● Fuente:
Entre el tiempo y el mar

El poeta granadino revive sus expediciones furtivas de niño y adolescente por los rincones de Almuñécar

Las ciudades de la infancia aparecen en la memoria como lugares en los que se conjuga una extraña mezcla de paraíso y nostalgia. La pérdida de esos lugares, que sucede con el paso del tiempo y sus quebrantos, decide de manera silenciosa los rincones que constituyen la geografía sentimental de cualquier vida.

En la costa de Granada, una costa rocosa en la que el Poniente aparece como un traidor que llena de viento y olas sus playas, se encuentra Almuñécar. De origen fenicio, la ciudad ha recogido con el paso de los siglos el legado de las diversas culturas que la habitaron. Romanos, árabes y cristianos sucedieron a aquel pueblo que la dotó de moneda propia y una brillante industria pesquera. Hoy, por parques y plazas, quedan testimonios pétreos del rico pasado de esta ciudad blanca que se ha convertido en uno de los principales destinos turísticos de la provincia.

Durante los meses de verano, Almuñécar se convierte en un bullicio constante de gentes que descansan en sus playas, disfrutan de sus bares y discotecas o pasean por sus estrechas calles disfrazadas de recuerdos, de la extraña melancolía del que guarda un secreto.

En la playa del Altillo (también llamada Puerta del Mar), la más céntrica de la ciudad, la arena se llena de hamacas y los vendedores de refrescos o de alfombras apenas pueden combatir el calor. La gente, en busca de un rincón en el que dejar la toalla, construye un puzzle humano lleno de color en el que el sonido del mar se confunde con un constante murmullo que no produce asfixia. Desde la orilla, abandonando el horizonte hacia el oeste, los sentidos se encuentran con tres grandes peñones que se adentran en el mar, con un imposible propósito de faro. Al peñón del Santo, el más cercano a la costa, lo corona una cruz luminosa que trata de confirmar ese propósito sin tener en cuenta el obstáculo de las otras dos grandes piedras, que separan las corrientes y las mareas, protegiendo al Altillo de las fuertes olas de poniente. Desde lo alto del peñón del Santo se divisa una hermosa vista. Durante el día, el horizonte se confunde con el mar en un constante juego azul, un juego endiablado en el que la ligera línea se apoya sobre las múltiples crestas que las olas dibujan. Llegada la noche, la ciudad se transforma en un océano de luces, de farolas cansadas que esperan el amanecer, un amanecer esquivo que sucede lejos del mar, por detrás de los cerros del este, como negándose a hacerse visible, como queriendo alargar la noche.

● Conjunto de datos:
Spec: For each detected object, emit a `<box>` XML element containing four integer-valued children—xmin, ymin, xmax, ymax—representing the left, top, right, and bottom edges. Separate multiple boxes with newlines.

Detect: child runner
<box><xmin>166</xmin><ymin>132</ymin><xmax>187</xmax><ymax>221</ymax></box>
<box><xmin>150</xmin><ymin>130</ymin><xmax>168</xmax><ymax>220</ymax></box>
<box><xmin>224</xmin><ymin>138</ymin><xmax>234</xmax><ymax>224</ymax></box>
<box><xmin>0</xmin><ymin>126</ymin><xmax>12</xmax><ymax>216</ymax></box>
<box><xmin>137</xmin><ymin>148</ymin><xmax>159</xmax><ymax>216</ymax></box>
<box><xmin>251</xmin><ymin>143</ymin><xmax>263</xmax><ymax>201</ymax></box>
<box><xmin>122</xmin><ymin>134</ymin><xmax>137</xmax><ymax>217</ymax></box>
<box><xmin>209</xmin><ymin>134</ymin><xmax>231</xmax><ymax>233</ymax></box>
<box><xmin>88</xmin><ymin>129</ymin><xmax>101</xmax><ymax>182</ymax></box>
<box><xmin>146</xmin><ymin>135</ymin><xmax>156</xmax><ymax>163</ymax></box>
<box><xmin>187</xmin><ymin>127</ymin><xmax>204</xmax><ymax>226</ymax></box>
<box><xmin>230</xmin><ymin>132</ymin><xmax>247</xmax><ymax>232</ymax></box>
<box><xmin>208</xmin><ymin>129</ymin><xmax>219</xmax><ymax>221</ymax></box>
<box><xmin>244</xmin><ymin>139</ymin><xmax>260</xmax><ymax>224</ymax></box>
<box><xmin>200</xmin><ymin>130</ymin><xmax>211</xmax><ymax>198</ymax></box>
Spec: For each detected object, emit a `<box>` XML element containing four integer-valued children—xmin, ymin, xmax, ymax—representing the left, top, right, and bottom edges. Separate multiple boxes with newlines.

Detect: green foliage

* * *

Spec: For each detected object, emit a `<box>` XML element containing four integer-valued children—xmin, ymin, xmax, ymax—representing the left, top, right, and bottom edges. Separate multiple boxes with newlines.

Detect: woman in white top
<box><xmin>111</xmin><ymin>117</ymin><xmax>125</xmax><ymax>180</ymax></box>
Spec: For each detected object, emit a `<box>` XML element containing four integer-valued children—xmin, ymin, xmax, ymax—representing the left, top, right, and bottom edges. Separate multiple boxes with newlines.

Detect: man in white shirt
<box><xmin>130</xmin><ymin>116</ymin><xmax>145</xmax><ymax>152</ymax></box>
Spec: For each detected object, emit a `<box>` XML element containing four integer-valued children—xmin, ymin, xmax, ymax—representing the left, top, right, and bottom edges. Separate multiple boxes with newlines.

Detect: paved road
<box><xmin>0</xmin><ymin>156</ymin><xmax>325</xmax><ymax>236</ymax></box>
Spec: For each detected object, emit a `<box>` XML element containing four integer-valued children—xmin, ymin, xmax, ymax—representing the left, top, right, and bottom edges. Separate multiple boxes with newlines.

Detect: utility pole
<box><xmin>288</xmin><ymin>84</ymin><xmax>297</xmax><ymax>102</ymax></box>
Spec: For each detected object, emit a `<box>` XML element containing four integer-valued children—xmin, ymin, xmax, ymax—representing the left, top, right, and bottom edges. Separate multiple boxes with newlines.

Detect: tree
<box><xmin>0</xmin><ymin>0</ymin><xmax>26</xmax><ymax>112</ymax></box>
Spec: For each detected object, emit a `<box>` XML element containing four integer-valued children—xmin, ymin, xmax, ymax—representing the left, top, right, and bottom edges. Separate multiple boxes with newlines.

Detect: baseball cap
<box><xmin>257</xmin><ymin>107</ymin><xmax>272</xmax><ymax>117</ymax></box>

---

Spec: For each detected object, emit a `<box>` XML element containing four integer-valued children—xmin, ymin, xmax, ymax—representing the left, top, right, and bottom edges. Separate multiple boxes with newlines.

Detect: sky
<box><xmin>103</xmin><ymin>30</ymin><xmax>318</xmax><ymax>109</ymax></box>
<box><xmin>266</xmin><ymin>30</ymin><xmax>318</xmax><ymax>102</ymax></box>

● Consigna A: Reproduzca el pasaje del texto sobre Almuñécar que va desde "En la costa" hasta "guarda un secreto.".
● Consigna B: Convierta en una lista breve el párrafo del texto sobre Almuñécar que empieza con "En la costa de Granada" y conserve sus datos principales.
● Consigna C:
Conteste según el texto sobre Almuñécar:
(i) ¿Qué otro nombre recibe la playa del Altillo?
(ii) ¿Durante qué época del año se convierte Almuñécar en un bullicio constante?
(iii) ¿Qué corona el peñón del Santo?

● Respuesta A:
En la costa de Granada, una costa rocosa en la que el Poniente aparece como un traidor que llena de viento y olas sus playas, se encuentra Almuñécar. De origen fenicio, la ciudad ha recogido con el paso de los siglos el legado de las diversas culturas que la habitaron. Romanos, árabes y cristianos sucedieron a aquel pueblo que la dotó de moneda propia y una brillante industria pesquera. Hoy, por parques y plazas, quedan testimonios pétreos del rico pasado de esta ciudad blanca que se ha convertido en uno de los principales destinos turísticos de la provincia.

Durante los meses de verano, Almuñécar se convierte en un bullicio constante de gentes que descansan en sus playas, disfrutan de sus bares y discotecas o pasean por sus estrechas calles disfrazadas de recuerdos, de la extraña melancolía del que guarda un secreto.

● Respuesta B:
- Almuñécar se encuentra en la costa rocosa de Granada, donde el Poniente llena de viento y olas sus playas.
- Es de origen fenicio, y ese pueblo la dotó de moneda propia y de una brillante industria pesquera.
- Tras los fenicios la habitaron romanos, árabes y cristianos, cuyo legado ha recogido con los siglos.
- En sus parques y plazas quedan testimonios pétreos de su rico pasado.
- Se ha convertido en uno de los principales destinos turísticos de la provincia.

● Respuesta C:
(i) Puerta del Mar.
(ii) Durante los meses de verano.
(iii) Una cruz luminosa.